→ Directions:
Retyping the records exactly, down to the last line, is the whole job.

→ Available records:
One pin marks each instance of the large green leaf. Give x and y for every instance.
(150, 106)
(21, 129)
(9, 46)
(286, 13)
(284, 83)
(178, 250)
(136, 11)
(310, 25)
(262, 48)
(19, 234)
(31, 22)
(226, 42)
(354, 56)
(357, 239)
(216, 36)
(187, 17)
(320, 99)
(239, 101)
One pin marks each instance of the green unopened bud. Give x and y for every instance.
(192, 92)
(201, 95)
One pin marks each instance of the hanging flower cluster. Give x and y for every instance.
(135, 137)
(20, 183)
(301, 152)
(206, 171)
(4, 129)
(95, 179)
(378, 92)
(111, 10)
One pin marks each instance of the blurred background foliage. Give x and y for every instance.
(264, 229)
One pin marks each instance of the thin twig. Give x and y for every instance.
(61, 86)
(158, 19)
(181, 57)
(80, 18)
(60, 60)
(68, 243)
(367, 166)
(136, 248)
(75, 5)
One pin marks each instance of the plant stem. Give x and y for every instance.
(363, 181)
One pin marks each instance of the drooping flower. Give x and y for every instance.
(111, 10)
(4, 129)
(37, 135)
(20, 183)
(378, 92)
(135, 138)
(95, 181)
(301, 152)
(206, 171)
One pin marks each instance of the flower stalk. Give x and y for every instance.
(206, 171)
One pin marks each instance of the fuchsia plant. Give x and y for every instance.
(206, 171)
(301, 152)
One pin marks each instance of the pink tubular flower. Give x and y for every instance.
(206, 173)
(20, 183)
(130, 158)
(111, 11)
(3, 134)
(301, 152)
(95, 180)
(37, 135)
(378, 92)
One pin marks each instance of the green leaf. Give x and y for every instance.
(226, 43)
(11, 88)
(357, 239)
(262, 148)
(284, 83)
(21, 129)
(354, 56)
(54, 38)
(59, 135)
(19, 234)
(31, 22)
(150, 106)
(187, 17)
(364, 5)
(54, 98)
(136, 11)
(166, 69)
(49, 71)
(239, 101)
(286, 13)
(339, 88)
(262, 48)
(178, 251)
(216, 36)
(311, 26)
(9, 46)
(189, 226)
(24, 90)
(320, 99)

→ Result below:
One pin marks each instance of the large green leaf. Give x and y for every instance.
(150, 106)
(21, 129)
(9, 46)
(286, 13)
(284, 83)
(178, 250)
(136, 11)
(310, 25)
(262, 48)
(19, 234)
(31, 22)
(226, 42)
(354, 56)
(357, 239)
(216, 36)
(187, 17)
(320, 99)
(239, 101)
One pin marks each instance of the green unopened bud. Give x and y for every instance.
(192, 92)
(201, 95)
One pin marks each instance of the hanging flower cluster. Give x and y for every instance.
(135, 137)
(20, 183)
(301, 152)
(206, 171)
(4, 129)
(95, 179)
(378, 92)
(111, 10)
One pin marks each instance of the blurred background foliage. Give x and y for every instance.
(264, 229)
One pin marks each instance of the thin twig. Give x and y for every instance.
(61, 86)
(158, 19)
(181, 57)
(80, 18)
(60, 60)
(68, 243)
(367, 166)
(136, 248)
(75, 5)
One pin marks each instance of the plant stem. Give x and y for every instance.
(363, 181)
One pin marks each instance of the drooping flower. Give x and y for every instance.
(111, 10)
(4, 129)
(37, 135)
(20, 183)
(378, 92)
(135, 138)
(95, 181)
(301, 152)
(206, 171)
One pin marks each instance of the flower stalk. Give x and y for every instance.
(206, 171)
One pin marks each instance of the fuchsia plant. Give x and y for every instance.
(206, 171)
(301, 152)
One pin marks each instance of the pink tubular flower. Give x and y for every instance.
(206, 173)
(20, 183)
(130, 158)
(111, 11)
(3, 134)
(301, 152)
(95, 180)
(37, 135)
(378, 92)
One pin marks each instance of the green leaf. Give x and y for every instance.
(226, 43)
(11, 88)
(357, 239)
(262, 148)
(284, 83)
(21, 129)
(354, 56)
(54, 38)
(59, 135)
(19, 234)
(31, 22)
(150, 106)
(187, 17)
(364, 5)
(54, 98)
(136, 11)
(166, 69)
(49, 71)
(239, 101)
(286, 13)
(339, 88)
(262, 48)
(178, 251)
(216, 36)
(311, 26)
(9, 46)
(189, 226)
(24, 90)
(320, 99)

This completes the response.